# EXERCISE BRIEF:
Repeat exactly the lines that run from the one containing "Practice. Identify the brick" to the end of the data, and leave out all others.

___ DATA IN THIS EXERCISE

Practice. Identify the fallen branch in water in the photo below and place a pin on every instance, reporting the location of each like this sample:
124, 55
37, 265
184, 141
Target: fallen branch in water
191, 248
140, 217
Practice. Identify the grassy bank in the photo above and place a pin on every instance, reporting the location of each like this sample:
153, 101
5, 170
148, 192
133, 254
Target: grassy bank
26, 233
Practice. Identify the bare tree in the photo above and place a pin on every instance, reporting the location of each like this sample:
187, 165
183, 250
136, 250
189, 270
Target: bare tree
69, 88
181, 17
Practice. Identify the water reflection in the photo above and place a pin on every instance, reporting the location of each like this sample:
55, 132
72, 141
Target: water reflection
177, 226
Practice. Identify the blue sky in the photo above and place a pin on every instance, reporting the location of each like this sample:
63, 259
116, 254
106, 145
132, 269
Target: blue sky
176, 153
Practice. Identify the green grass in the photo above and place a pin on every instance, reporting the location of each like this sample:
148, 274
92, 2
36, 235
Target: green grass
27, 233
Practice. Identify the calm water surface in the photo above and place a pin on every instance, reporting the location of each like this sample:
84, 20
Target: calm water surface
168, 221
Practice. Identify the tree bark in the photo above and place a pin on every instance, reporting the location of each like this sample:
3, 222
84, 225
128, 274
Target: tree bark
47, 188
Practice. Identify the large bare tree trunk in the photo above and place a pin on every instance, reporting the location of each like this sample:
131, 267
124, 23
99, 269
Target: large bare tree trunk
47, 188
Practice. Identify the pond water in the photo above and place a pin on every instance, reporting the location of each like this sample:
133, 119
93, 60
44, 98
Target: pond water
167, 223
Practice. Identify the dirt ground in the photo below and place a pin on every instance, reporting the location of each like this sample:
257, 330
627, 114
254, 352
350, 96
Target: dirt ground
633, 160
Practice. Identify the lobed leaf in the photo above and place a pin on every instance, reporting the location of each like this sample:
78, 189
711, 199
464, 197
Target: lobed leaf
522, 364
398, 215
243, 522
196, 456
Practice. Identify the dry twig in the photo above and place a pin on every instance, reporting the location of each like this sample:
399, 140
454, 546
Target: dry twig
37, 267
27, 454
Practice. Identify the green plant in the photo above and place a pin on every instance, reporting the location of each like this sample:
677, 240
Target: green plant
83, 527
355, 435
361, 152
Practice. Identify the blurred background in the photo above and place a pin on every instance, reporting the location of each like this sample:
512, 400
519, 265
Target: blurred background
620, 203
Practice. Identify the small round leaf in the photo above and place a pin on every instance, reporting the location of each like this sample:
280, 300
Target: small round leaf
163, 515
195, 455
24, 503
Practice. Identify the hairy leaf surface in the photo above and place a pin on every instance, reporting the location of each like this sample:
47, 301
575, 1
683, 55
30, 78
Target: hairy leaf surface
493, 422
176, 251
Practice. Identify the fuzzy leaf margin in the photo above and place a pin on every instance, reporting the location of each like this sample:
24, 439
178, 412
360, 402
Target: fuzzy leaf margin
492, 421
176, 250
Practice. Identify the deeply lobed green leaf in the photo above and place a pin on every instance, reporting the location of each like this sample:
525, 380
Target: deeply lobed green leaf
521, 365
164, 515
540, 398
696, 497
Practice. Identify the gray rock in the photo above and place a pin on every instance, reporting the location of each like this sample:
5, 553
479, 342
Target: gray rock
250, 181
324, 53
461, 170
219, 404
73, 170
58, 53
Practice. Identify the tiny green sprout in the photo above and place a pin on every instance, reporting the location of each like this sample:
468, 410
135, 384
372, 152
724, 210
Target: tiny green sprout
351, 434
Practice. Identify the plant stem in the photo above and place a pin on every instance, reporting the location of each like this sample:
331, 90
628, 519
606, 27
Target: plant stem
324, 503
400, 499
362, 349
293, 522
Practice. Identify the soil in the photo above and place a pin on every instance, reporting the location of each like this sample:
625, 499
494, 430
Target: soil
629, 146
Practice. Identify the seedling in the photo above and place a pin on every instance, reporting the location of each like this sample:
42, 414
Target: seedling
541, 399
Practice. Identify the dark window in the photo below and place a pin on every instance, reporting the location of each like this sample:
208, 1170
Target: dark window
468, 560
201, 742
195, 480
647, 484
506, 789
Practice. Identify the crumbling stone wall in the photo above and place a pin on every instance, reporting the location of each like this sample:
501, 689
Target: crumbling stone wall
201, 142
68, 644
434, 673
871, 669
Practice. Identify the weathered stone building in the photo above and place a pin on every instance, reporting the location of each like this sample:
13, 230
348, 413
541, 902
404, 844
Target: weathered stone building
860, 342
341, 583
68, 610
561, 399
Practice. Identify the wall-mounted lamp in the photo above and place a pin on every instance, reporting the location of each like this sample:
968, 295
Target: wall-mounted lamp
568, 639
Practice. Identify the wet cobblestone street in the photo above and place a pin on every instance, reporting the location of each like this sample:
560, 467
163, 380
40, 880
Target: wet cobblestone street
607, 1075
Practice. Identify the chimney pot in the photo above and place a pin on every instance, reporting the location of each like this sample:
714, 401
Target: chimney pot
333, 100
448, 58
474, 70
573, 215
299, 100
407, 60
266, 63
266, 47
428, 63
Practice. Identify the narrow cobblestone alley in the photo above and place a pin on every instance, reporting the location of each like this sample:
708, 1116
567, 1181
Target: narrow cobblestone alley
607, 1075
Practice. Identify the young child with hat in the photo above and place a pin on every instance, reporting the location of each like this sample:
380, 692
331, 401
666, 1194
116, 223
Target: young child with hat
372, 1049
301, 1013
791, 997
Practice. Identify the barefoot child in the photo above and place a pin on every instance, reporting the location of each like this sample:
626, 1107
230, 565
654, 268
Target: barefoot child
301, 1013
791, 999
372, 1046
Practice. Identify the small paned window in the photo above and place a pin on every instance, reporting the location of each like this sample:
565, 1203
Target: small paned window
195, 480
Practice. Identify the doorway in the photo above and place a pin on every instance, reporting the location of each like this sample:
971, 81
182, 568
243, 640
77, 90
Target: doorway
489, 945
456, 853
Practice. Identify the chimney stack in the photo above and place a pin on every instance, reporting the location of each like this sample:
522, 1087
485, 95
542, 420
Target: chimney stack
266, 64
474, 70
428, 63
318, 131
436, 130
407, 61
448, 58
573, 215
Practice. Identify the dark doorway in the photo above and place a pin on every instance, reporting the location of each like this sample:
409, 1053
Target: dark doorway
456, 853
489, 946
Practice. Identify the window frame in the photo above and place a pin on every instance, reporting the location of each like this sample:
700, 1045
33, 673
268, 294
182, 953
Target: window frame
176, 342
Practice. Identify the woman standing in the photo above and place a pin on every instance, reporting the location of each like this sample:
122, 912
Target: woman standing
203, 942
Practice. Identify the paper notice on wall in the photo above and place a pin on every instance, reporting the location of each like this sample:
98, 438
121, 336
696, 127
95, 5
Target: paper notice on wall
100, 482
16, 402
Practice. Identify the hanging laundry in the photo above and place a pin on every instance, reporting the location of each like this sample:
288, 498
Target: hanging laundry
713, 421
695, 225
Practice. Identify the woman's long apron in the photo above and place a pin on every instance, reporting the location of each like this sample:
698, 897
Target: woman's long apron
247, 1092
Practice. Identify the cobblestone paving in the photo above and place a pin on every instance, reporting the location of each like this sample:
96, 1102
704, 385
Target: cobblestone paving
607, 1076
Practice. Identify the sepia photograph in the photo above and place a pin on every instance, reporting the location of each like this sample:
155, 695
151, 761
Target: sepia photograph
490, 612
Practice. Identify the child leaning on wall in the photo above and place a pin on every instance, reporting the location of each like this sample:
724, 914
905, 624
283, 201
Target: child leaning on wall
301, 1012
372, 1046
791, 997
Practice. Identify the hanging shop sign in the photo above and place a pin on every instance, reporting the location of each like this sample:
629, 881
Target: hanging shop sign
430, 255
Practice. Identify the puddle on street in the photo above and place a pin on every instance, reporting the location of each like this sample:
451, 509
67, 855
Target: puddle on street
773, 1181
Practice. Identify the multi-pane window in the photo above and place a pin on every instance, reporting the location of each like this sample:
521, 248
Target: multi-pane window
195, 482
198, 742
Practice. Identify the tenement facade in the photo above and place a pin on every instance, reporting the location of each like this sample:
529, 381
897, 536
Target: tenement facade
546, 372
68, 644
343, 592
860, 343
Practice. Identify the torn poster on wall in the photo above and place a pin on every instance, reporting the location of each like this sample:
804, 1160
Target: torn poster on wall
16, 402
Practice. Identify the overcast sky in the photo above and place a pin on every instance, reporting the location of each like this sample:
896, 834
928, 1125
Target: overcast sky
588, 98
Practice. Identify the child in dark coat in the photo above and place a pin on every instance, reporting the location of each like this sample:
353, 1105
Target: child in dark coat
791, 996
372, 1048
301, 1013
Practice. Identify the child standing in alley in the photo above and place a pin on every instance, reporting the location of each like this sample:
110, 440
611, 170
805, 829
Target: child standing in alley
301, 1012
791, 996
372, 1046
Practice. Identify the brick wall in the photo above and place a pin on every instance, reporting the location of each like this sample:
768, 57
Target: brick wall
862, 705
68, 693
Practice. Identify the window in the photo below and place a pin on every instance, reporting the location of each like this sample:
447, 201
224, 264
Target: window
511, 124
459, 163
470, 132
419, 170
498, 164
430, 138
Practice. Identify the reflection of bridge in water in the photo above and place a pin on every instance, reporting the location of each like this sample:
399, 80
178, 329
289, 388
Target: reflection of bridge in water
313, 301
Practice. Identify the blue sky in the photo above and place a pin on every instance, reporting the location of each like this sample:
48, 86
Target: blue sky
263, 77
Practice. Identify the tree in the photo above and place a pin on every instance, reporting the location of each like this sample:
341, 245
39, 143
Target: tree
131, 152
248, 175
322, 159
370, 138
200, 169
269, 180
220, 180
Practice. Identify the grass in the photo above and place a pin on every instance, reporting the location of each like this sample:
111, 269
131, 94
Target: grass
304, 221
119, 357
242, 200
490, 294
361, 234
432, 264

______

# THE REPLY:
Practice. Identify the brick wall in the photo above and place a pin on every instance, reporting the location of each like this sample:
768, 57
Target: brick wall
862, 705
68, 693
Practice. Identify the window in the photo below and place a pin on every instance, reporting the location of each like this sample:
447, 201
224, 264
Target: window
511, 124
459, 163
470, 132
419, 170
498, 164
430, 138
Practice. Identify the reflection of bridge in water in the photo above and place a pin on every instance, reporting the location of each like this sample:
399, 80
178, 329
289, 388
Target: reflection of bridge in water
313, 301
Practice. Identify the blue sky in the photo above and place a pin on every instance, reporting the location of each like this sample:
48, 86
Target: blue sky
263, 77
Practice. Identify the tree in the photo above and place a pin on every instance, reporting the location of each like this sample:
341, 245
39, 143
Target: tree
131, 152
248, 175
322, 159
370, 138
200, 169
269, 180
220, 180
Practice. Identify the grass in the photo above and place a pin on every instance, reporting the location of each like this sample:
111, 269
131, 94
Target: grass
304, 221
119, 357
242, 200
490, 294
361, 234
432, 264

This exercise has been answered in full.